[Opening Information supplied section]

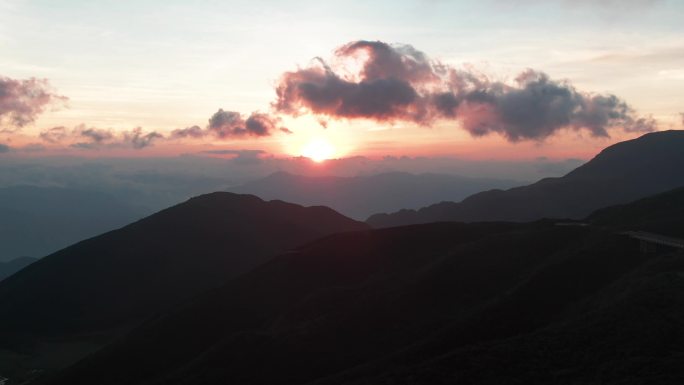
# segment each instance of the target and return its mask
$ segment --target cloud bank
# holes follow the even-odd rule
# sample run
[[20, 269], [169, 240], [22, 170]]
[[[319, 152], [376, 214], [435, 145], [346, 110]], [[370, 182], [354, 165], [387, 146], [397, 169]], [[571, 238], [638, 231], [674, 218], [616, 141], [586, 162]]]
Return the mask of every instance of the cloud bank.
[[24, 127], [33, 123], [48, 106], [66, 101], [65, 96], [52, 91], [45, 79], [15, 80], [0, 76], [0, 128], [11, 131], [8, 127]]
[[164, 139], [158, 132], [143, 132], [141, 127], [129, 131], [115, 132], [111, 129], [87, 127], [79, 124], [73, 129], [64, 126], [53, 127], [40, 133], [40, 138], [48, 143], [62, 144], [85, 150], [101, 148], [133, 148], [136, 150], [150, 147], [156, 140]]
[[309, 67], [283, 74], [275, 110], [422, 126], [453, 121], [473, 136], [499, 133], [513, 142], [542, 140], [561, 129], [607, 136], [613, 127], [629, 132], [656, 127], [654, 119], [637, 116], [615, 95], [580, 91], [532, 69], [512, 83], [495, 81], [431, 60], [410, 45], [380, 41], [346, 44], [333, 62], [342, 64], [333, 67], [316, 58]]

[Closing Information supplied section]

What the task asks:
Repeat exactly the lines from the one containing "[[20, 269], [169, 240], [22, 170]]" through the last line of the records above, both included, and nothing else.

Solution to the problem:
[[20, 269], [169, 240], [22, 170]]
[[[319, 152], [376, 214], [435, 145], [346, 110]], [[370, 182], [354, 165], [387, 146], [397, 169]], [[571, 238], [638, 231], [674, 218], [616, 141], [586, 162]]]
Return the mask of every instance of the cloud bank.
[[24, 127], [33, 123], [48, 106], [66, 101], [65, 96], [52, 91], [45, 79], [15, 80], [0, 76], [0, 128], [11, 131], [8, 127]]
[[164, 139], [158, 132], [143, 132], [141, 127], [129, 131], [115, 132], [111, 129], [87, 127], [79, 124], [73, 129], [64, 126], [53, 127], [40, 133], [40, 138], [48, 143], [62, 144], [85, 150], [101, 148], [133, 148], [136, 150], [150, 147], [156, 140]]
[[309, 67], [283, 74], [275, 110], [422, 126], [453, 121], [473, 136], [499, 133], [513, 142], [542, 140], [561, 129], [607, 136], [613, 127], [629, 132], [656, 127], [654, 119], [637, 116], [615, 95], [580, 91], [532, 69], [512, 83], [495, 81], [431, 60], [410, 45], [380, 41], [346, 44], [333, 62], [342, 64], [333, 67], [316, 58]]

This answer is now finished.